Convert the entries below, from the line with "Practice step: find the cabinet door" to the line with "(1155, 256)", both included, into a JSON list of strings with one string per line and no blank lines. Leave the pictures out.

** Begin Listed records **

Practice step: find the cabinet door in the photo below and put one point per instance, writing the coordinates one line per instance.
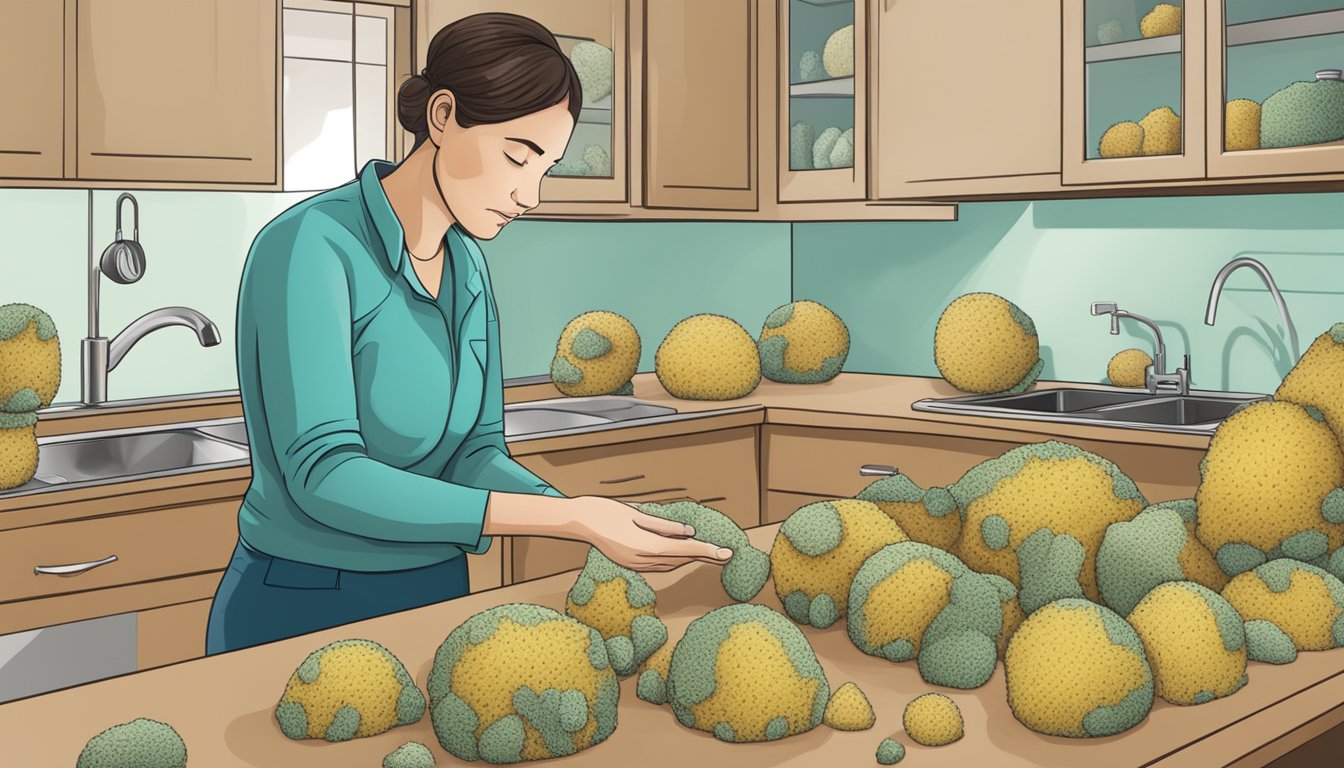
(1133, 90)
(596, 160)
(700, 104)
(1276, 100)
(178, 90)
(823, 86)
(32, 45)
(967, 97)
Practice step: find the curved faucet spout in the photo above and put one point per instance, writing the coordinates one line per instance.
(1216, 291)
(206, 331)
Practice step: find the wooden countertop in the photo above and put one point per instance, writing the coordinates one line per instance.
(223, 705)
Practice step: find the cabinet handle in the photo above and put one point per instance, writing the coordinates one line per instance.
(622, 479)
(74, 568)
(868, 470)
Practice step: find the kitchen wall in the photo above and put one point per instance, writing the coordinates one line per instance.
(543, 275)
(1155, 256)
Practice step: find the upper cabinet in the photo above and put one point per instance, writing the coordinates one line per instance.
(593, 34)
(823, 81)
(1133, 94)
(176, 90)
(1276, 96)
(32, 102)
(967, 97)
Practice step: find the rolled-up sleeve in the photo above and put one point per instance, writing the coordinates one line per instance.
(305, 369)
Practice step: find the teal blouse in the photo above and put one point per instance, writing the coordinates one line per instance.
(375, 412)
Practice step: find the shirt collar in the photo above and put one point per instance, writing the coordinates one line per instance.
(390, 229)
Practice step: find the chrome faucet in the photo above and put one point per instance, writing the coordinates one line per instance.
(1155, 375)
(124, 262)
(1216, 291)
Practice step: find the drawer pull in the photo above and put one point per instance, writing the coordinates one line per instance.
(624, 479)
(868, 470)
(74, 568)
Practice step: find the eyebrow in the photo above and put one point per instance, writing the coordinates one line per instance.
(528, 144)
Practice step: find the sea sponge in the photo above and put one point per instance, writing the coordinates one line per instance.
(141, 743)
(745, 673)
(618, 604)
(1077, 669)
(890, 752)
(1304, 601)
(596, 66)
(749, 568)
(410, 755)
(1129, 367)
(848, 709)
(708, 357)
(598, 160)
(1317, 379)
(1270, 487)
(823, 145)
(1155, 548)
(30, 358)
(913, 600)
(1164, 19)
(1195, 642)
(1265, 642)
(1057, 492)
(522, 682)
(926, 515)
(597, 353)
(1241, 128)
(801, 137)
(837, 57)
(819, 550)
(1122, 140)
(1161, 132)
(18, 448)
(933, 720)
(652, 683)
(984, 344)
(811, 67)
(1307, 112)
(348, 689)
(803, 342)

** End Listed records **
** Begin Listed records **

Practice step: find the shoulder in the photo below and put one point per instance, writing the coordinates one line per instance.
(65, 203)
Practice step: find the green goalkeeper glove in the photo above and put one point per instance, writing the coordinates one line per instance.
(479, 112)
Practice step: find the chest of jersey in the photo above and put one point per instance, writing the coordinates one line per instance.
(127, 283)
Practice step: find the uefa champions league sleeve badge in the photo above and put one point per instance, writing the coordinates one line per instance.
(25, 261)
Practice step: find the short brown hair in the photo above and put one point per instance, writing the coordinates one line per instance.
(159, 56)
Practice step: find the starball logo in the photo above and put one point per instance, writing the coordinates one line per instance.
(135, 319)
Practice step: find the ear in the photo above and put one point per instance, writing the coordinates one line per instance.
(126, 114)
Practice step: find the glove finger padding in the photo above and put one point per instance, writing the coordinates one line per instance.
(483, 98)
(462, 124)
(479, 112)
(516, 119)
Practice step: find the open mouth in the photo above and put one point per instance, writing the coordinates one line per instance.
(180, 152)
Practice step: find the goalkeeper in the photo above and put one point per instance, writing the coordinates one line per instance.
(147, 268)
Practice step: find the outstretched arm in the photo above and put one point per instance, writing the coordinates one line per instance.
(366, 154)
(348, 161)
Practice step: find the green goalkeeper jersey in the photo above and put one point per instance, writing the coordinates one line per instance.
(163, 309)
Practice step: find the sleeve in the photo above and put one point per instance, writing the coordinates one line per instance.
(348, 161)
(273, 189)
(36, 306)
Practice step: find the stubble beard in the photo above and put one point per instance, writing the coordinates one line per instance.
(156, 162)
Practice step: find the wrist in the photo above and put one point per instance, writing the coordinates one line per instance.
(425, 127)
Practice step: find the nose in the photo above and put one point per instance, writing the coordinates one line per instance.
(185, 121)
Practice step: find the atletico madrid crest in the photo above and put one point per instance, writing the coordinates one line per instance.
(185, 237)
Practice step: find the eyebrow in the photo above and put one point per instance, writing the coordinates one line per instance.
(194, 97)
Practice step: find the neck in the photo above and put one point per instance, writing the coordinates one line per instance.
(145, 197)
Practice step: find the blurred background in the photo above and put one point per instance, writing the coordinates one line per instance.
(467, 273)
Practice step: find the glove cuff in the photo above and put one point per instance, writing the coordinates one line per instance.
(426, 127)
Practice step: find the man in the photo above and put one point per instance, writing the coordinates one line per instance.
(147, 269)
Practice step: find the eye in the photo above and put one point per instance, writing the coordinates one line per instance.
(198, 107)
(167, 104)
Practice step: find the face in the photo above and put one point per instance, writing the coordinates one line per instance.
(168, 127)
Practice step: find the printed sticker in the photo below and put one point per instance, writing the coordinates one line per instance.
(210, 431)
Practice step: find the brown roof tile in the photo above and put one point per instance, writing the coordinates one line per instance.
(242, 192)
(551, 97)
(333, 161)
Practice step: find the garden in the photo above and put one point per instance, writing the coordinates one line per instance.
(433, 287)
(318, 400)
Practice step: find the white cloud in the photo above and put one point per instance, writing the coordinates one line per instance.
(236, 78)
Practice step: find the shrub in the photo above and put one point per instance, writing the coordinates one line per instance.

** End Listed records **
** Begin Listed records **

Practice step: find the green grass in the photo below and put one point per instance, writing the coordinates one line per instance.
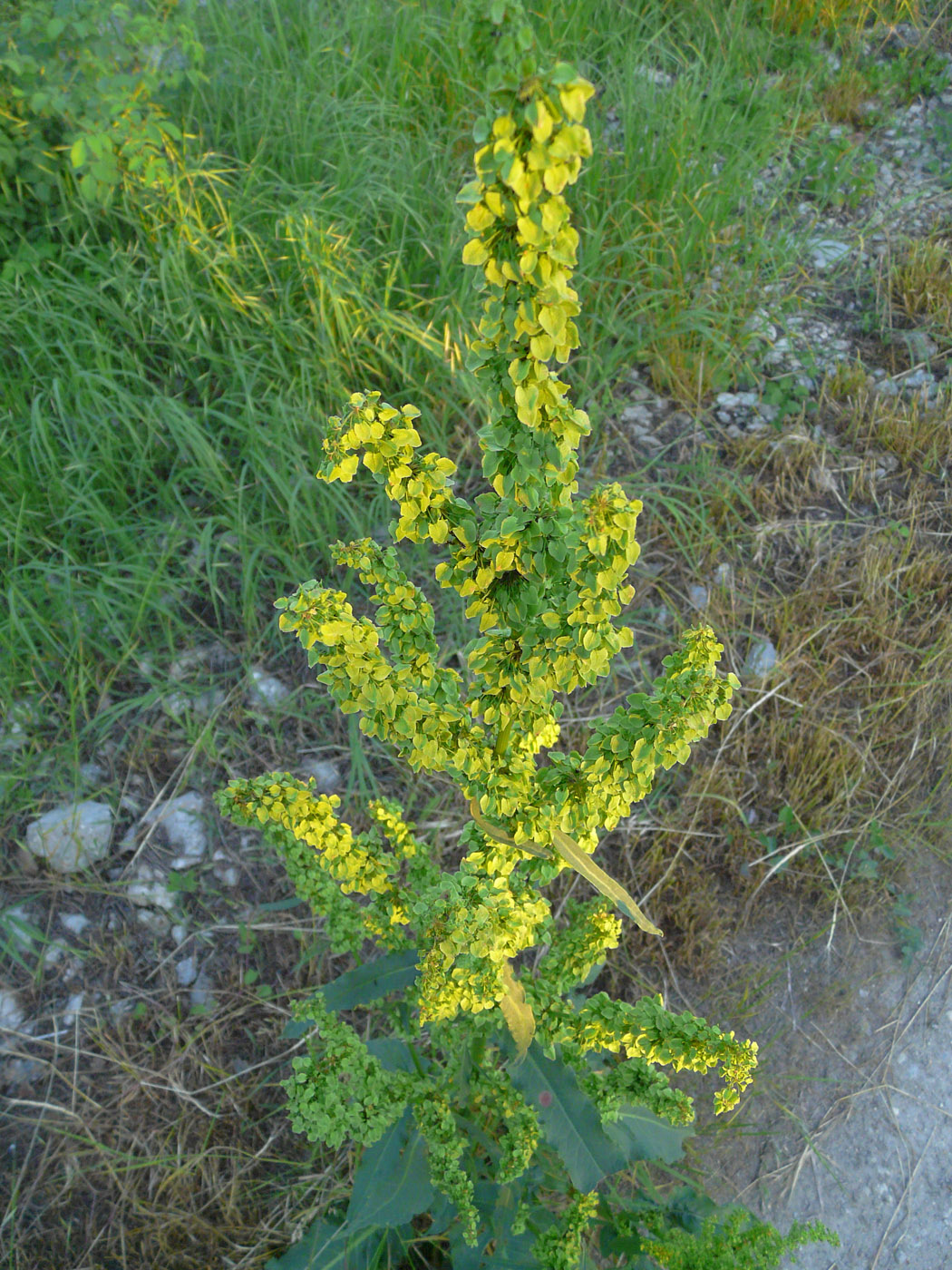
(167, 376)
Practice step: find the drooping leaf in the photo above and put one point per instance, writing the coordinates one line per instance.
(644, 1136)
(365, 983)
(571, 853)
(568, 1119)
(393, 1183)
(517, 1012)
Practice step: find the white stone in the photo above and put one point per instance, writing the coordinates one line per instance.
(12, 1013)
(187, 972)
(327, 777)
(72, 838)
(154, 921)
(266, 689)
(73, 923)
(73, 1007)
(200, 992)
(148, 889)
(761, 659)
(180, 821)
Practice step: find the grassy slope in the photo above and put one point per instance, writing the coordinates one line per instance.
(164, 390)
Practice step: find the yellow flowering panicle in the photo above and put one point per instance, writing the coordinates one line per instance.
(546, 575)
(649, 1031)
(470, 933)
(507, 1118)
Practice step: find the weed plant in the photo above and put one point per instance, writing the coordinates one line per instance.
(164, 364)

** End Listed records **

Result for this task ▸
[
  "Practice step: find the cabinet door in the photo below and put one point per instance, writing the coordinates one line per instance.",
  "(1133, 90)",
  "(596, 160)",
  "(700, 104)",
  "(1276, 100)",
  "(178, 90)",
  "(823, 86)",
  "(32, 45)",
  "(967, 97)",
  "Practice step: find the curved faucet spout in the photo above and put one point per instance, writing the coordinates one line per instance.",
  "(1216, 291)",
  "(206, 331)",
  "Practice step: find the wooden countertop in the photo above and put one point per instance, writing the coordinates one line per instance.",
  "(223, 705)",
  "Practice step: find the cabinet handle in the photo above and put one point per instance, writing the coordinates one line per instance.",
  "(622, 479)",
  "(74, 568)",
  "(868, 470)",
  "Practice step: find the kitchen wall in the photo above and put one point per instance, writing the coordinates one line per instance.",
  "(543, 275)",
  "(1155, 256)"
]